Reproduce verbatim the lines below, beginning with the line that contains "Provide the segmentation of every instance of the ceiling" and continuing through the end of the records, with both ends included.

>>>

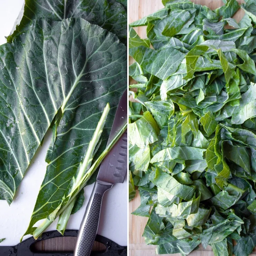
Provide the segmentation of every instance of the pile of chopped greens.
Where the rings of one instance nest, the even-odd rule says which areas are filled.
[[[105,148],[127,86],[126,3],[26,0],[20,23],[0,46],[0,199],[11,203],[53,130],[25,234],[38,237],[60,214],[63,234],[83,204],[83,188],[125,129]]]
[[[238,22],[238,2],[223,2],[163,0],[130,24],[130,199],[137,186],[133,214],[149,217],[143,236],[158,254],[256,245],[256,2]]]

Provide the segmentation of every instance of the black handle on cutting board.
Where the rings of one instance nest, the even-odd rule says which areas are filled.
[[[66,230],[64,236],[75,237],[77,235],[78,230]],[[49,231],[43,234],[41,238],[35,240],[32,237],[22,243],[14,246],[0,246],[1,256],[73,256],[73,252],[33,252],[31,250],[33,245],[39,241],[46,240],[54,237],[63,237],[57,230]],[[92,252],[90,256],[127,256],[127,247],[121,246],[108,238],[97,235],[95,241],[104,244],[106,249],[102,252]]]

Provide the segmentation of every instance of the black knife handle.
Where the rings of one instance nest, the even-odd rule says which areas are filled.
[[[95,182],[80,227],[74,256],[90,256],[98,229],[103,195],[112,185]]]

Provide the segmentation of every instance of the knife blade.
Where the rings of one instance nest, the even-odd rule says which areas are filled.
[[[119,101],[107,145],[127,122],[127,90]],[[90,256],[98,229],[103,195],[116,183],[124,182],[127,171],[127,132],[110,151],[100,165],[76,240],[74,256]]]
[[[127,93],[127,91],[125,93]],[[108,143],[127,121],[127,94],[124,94],[118,104]],[[127,170],[127,131],[126,131],[101,163],[97,176],[97,181],[110,184],[124,182]]]

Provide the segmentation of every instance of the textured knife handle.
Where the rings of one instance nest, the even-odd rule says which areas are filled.
[[[95,182],[80,227],[74,256],[90,256],[98,229],[103,195],[112,185]]]
[[[80,240],[77,256],[90,256],[98,229],[103,196],[99,194],[94,195]]]

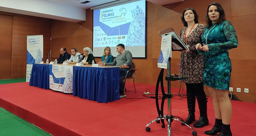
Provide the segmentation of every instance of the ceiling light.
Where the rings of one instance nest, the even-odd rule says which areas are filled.
[[[87,0],[87,1],[84,1],[83,2],[81,2],[81,3],[82,3],[82,4],[85,4],[85,3],[88,3],[88,2],[90,2],[90,1],[89,1]]]

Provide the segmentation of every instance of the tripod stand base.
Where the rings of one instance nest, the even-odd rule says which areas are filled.
[[[122,95],[119,96],[119,99],[127,97],[127,95]]]
[[[150,125],[151,124],[154,123],[155,122],[156,122],[157,123],[160,123],[160,120],[162,119],[167,119],[167,121],[168,122],[168,128],[167,128],[167,130],[168,130],[168,136],[170,136],[171,135],[171,122],[172,122],[173,120],[176,120],[179,121],[180,122],[181,122],[183,124],[184,124],[184,125],[186,125],[190,129],[192,130],[193,132],[192,132],[192,135],[193,136],[196,136],[197,135],[197,133],[196,131],[196,130],[193,128],[191,126],[190,126],[189,125],[186,123],[185,122],[184,122],[183,119],[182,119],[181,118],[178,117],[178,116],[171,116],[170,117],[171,118],[171,119],[168,119],[166,117],[166,115],[163,115],[163,117],[159,117],[157,118],[156,119],[155,119],[154,120],[148,123],[146,125],[146,128],[145,130],[147,132],[149,132],[150,131],[150,130],[151,130],[151,128],[148,127],[148,126]],[[165,126],[163,125],[162,125],[161,126],[162,127],[162,128],[165,128]]]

<<<

EXERCISE ANSWER:
Provide the segmentation of every instance of the ceiling light.
Where the rings of one instance nest, the even-odd rule says which areas are filled.
[[[87,0],[87,1],[84,1],[83,2],[81,2],[81,3],[82,3],[82,4],[85,4],[85,3],[88,3],[88,2],[90,2],[90,1],[89,1]]]

Provide the segmentation of every instance of the tripod stand base.
Where the rings of one instance nest, the even-odd rule says which areas are filled.
[[[122,95],[119,96],[119,99],[127,97],[127,95]]]
[[[150,125],[151,124],[154,123],[155,122],[156,122],[157,123],[160,123],[160,120],[162,119],[167,119],[167,121],[168,122],[168,128],[167,128],[167,130],[168,130],[168,136],[170,136],[171,135],[171,122],[172,122],[173,120],[176,120],[179,121],[180,122],[181,122],[183,124],[184,124],[184,125],[186,125],[190,129],[192,130],[193,132],[192,132],[192,135],[193,136],[196,136],[197,135],[197,133],[196,131],[196,130],[193,128],[191,126],[190,126],[189,125],[186,123],[185,122],[184,122],[183,119],[182,119],[181,118],[178,117],[178,116],[171,116],[170,117],[171,118],[171,119],[168,119],[166,117],[166,115],[163,115],[163,117],[159,117],[157,118],[156,119],[155,119],[154,120],[148,123],[146,125],[146,128],[145,130],[147,132],[149,132],[150,131],[150,130],[151,130],[151,128],[148,127],[148,126]],[[165,126],[163,125],[162,125],[161,126],[162,127],[162,128],[165,128]]]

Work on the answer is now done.